- [Exercise instructions]:
Reproduce every line of the listing below, character for character, with nothing changed or left out.

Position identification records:
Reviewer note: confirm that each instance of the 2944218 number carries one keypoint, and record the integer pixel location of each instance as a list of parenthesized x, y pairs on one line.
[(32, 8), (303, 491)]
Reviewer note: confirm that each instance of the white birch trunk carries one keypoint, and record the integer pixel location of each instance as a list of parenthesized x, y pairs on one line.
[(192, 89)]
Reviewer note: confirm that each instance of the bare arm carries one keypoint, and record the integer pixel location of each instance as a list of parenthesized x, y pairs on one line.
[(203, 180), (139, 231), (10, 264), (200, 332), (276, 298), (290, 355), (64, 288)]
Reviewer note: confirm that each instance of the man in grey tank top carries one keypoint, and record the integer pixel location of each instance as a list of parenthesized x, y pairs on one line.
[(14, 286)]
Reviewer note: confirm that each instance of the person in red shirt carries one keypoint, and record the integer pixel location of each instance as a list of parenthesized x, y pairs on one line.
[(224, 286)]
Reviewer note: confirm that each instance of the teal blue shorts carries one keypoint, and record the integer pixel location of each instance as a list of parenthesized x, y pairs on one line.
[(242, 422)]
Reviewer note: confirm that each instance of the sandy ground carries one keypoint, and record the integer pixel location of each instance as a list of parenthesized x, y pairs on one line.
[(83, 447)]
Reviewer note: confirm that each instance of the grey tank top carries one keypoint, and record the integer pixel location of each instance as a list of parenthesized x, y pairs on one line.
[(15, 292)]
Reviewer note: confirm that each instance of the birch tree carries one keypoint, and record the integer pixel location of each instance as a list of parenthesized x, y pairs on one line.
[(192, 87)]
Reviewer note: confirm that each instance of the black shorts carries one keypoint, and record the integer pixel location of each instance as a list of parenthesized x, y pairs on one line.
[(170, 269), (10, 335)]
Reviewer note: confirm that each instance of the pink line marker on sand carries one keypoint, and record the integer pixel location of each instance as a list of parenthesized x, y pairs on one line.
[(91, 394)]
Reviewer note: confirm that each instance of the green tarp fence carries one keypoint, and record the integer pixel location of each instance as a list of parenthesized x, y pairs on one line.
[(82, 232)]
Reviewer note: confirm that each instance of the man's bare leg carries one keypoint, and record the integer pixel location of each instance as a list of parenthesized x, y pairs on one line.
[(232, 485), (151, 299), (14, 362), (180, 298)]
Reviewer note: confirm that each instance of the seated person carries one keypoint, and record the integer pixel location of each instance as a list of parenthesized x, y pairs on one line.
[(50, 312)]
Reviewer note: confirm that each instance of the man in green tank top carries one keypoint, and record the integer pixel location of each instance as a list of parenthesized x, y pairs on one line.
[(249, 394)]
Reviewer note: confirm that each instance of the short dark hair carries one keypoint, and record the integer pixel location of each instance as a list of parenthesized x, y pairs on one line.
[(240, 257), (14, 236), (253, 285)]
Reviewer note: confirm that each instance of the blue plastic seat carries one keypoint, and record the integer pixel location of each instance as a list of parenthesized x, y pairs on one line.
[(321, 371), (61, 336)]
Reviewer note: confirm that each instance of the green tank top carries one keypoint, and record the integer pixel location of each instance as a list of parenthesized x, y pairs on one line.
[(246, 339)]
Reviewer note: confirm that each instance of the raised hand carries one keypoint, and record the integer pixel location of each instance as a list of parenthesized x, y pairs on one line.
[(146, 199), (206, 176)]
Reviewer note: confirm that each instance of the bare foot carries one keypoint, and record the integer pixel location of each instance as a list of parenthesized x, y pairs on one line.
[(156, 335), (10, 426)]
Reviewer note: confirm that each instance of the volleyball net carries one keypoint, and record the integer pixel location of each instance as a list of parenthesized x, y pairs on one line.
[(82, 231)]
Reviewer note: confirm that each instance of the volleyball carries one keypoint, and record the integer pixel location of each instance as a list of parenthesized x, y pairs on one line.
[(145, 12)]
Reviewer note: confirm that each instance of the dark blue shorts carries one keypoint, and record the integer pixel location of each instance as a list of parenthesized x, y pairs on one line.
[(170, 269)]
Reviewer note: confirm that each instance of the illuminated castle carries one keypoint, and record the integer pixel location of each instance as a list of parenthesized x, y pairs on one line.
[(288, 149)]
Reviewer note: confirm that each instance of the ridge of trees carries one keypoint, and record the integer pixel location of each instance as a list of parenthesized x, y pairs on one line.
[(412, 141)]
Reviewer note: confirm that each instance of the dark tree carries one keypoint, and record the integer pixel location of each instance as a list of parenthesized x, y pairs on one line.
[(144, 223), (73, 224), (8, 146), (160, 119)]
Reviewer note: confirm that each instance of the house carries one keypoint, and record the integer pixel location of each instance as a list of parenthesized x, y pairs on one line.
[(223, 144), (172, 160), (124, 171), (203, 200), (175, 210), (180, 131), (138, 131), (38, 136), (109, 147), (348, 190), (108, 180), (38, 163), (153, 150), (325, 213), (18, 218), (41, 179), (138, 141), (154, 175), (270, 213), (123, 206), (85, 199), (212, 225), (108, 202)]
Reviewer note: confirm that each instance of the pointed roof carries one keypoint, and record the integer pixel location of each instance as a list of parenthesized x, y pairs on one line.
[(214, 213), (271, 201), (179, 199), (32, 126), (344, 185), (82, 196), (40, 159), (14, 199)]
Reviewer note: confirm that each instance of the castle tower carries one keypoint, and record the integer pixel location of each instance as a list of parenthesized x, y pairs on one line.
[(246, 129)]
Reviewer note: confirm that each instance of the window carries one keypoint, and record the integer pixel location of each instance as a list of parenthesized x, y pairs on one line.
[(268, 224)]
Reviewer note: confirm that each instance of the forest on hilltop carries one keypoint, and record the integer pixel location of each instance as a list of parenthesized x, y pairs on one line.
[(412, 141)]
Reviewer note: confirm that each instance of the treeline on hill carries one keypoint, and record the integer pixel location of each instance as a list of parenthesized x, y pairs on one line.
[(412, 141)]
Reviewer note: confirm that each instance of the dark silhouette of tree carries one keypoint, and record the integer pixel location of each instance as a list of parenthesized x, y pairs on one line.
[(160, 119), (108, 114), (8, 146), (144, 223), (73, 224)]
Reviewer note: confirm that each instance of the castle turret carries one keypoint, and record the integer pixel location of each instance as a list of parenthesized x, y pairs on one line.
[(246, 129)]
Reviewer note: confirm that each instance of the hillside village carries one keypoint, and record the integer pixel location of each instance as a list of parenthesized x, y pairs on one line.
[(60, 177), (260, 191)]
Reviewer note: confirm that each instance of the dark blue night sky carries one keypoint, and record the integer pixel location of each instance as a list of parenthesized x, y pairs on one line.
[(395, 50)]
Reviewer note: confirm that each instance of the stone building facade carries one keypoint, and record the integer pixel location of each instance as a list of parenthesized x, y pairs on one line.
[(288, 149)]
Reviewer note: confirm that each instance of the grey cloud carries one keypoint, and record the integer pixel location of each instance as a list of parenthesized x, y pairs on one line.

- [Final result]:
Reviewer note: confirm that each instance of the 2944218 number carries one keypoint, and record the integer pixel location of each instance as a list of parenthesized x, y pairs on one line.
[(32, 8), (303, 491)]
Reviewer note: confirm that each instance of the white birch trunk carries one keypoint, and record the integer pixel location of each instance as a list of parenthesized x, y pairs on one line.
[(192, 89)]
Reviewer note: confirm that each instance of the bare arm carries one keypoint, and record the integer pixel location of each instance as a list of parenthesized x, y pairs on one line.
[(203, 180), (139, 231), (10, 264), (200, 332), (276, 298), (290, 355), (64, 288)]
Reviewer note: confirm that each instance of the man in grey tank top carries one keypoint, and record the integer pixel location of each instance as a list of parenthesized x, y pairs on one line.
[(14, 286)]
Reviewer note: confirm that each instance of the person in red shirt carries one keypoint, and record the integer pixel location of each instance as a list of parenthesized x, y pairs on one line.
[(224, 286)]
Reviewer note: confirm that each instance of the teal blue shorts carries one keypoint, and record the integer pixel location of each instance as a list of parenthesized x, y pairs on one line.
[(242, 422)]
Reviewer note: confirm that each instance of the sandy ground carries one keypoint, and record the integer pixel location of each instance as a list of parenthesized x, y pairs on one line.
[(83, 447)]
Reviewer note: confirm that each instance of the grey tank top carries one keypoint, and record the integer pixel location of each instance as a list of parenthesized x, y pairs on one line.
[(15, 292)]
Reviewer note: confirm that each instance of the birch tree carries one keypoint, and record the integer pixel location of each instance as a list of parenthesized x, y pairs on one line.
[(192, 87)]
Reviewer note: confirm that each instance of the black shorts carries one keypoint, and record the integer pixel location of each instance as a list of parenthesized x, y pairs on one line.
[(170, 269), (10, 335)]
Reviewer note: confirm that each instance of the pink line marker on sand carries one keypoint, and record the integer pixel location of each instance as a list of parenthesized x, y pairs on one line.
[(91, 394)]
Reviewer note: confirm that each instance of the green tarp fence carries one keypoint, and record the integer pixel location of each instance as a list of parenthesized x, y pairs on one line.
[(82, 232)]
Reviewer note: confirm that each instance of the man's bare leg carries one keypoint, and record the integer pixel location of each instance as a list of parenthesized x, y pairs on one line.
[(232, 485), (151, 299), (14, 362), (180, 298)]
Reviewer note: confirm that each instance of the seated person carries one keypoint, and record the integer pixel location of each instance as a list of parenthesized x, y pairs on one line.
[(50, 312)]
Reviewer note: confirm that each instance of the man in green tank top carries one keypoint, and record the integer pixel location of each instance as a list of parenthesized x, y pairs on one line.
[(249, 394)]
Reviewer note: confirm that each instance of the short dark hair carries one keypoint, and record the integer pixel location of each instance as a list of parenthesized x, y pairs on one line.
[(240, 257), (14, 236), (253, 285)]
Reviewer note: confirm that each instance of the blue plastic seat carries one keypoint, and record the integer pixel location of each instance as a list of parenthesized x, y pairs on one line.
[(321, 371), (61, 336)]
Reviewer note: confirm that each instance of the green tank top carries one keypoint, and record the integer pixel location of each instance as a list of parenthesized x, y pairs on one line.
[(246, 339)]
Reviewer note: confirm that each instance of the raised hand carries one keypoint, and record the integer pixel location of each instance as a list of parenthesized x, y pairs on one line.
[(146, 199), (206, 176)]
Reviewer note: confirm that each instance of the bare foot carries one keypoint, and record the integer pixel location of each instance as a list of parenthesized x, y pairs on one line.
[(156, 335), (10, 426)]
Reviewer note: confirm that each instance of the volleyball net carries one keypoint, and record the integer pixel location of each instance as a list of parenthesized x, y pairs on one line.
[(82, 231)]
Reviewer note: confirm that each instance of the volleyball carries one keypoint, and record the integer pixel location of each instance as a list of parenthesized x, y pairs on one line.
[(145, 12)]
Reviewer note: confirm that each instance of the dark blue shorts carries one keypoint, and record the integer pixel location of each instance as a list of parenthesized x, y pairs on one line.
[(170, 269)]
Reviewer note: confirm that each instance of the illuminated castle carries one keypoint, and record the integer pixel location of each instance as a list of parenthesized x, y pairs on one line.
[(288, 149)]
Reviewer note: confirm that each instance of the ridge of trees carries one keypoint, and record the integer pixel location of each instance as a list of parenthesized x, y pairs on one line.
[(412, 141)]
Reviewer note: confirm that each instance of the dark tree carries one keypoint, and record the integer pixel location of each instance as a list of parenthesized x, y pairs on one line.
[(144, 223), (73, 224), (8, 146), (160, 119)]
Reviewer note: confirm that each instance of the house carries one keypoint, and record the integer pixel location of each instance as a list of parenthesized x, y pairs on one line.
[(223, 144), (172, 160), (124, 171), (203, 200), (175, 210), (180, 131), (138, 131), (38, 136), (109, 147), (348, 190), (108, 180), (38, 163), (153, 150), (325, 213), (18, 218), (41, 179), (138, 141), (154, 175), (270, 213), (123, 206), (85, 199), (212, 225), (108, 202)]
Reviewer note: confirm that each instance of the pointed roof carries one keypoint, and record the integer pixel location of each instance as a list of parenthesized x, y pairs on one line.
[(214, 213), (271, 201), (179, 199), (32, 126), (344, 185), (82, 196), (40, 159), (14, 199)]
Reviewer note: confirm that each instance of the castle tower carries one keypoint, and record the integer pixel location of each instance as a list of parenthesized x, y pairs on one line.
[(246, 129)]
Reviewer note: confirm that each instance of the window carries one keypoint, and record the integer pixel location of each instance as a list of parenthesized x, y pairs on one line.
[(268, 224)]
Reviewer note: confirm that each instance of the forest on hilltop carries one keypoint, and record the integer pixel location of each instance as a list of parenthesized x, y pairs on one line.
[(412, 141)]
Reviewer note: confirm that each instance of the treeline on hill carries one keypoint, and record the integer pixel location of each instance as a list of parenthesized x, y pairs on one line.
[(412, 141)]
Reviewer note: confirm that each instance of the dark silhouette of tree carries one keypoint, and record the integer pixel location of each instance as a list of parenthesized x, y pairs on one line.
[(160, 119), (108, 114), (8, 146), (144, 223), (73, 224)]
Reviewer note: confirm that each instance of the castle turret carries one keypoint, and record the integer pixel location of each instance as a list of parenthesized x, y pairs on one line.
[(246, 129)]
Reviewer note: confirm that each instance of the hillside village carries one keypoint, and record the integer pixel location of each instance as a list of parenthesized x, y pairs on one line.
[(60, 177), (260, 191)]
Reviewer note: confirm that each instance of the dark blue night sky carries one keypoint, and record the integer pixel location of each instance as a list of parenthesized x, y pairs on one line.
[(395, 50)]
Reviewer note: confirm that each instance of the stone building facade carries one keypoint, and record the integer pixel location of each instance as a list of parenthesized x, y pairs on one line.
[(288, 149)]
Reviewer note: confirm that each instance of the grey cloud carries one keypoint, and record the integer pixel location of each instance as a list of parenthesized x, y pairs on one line.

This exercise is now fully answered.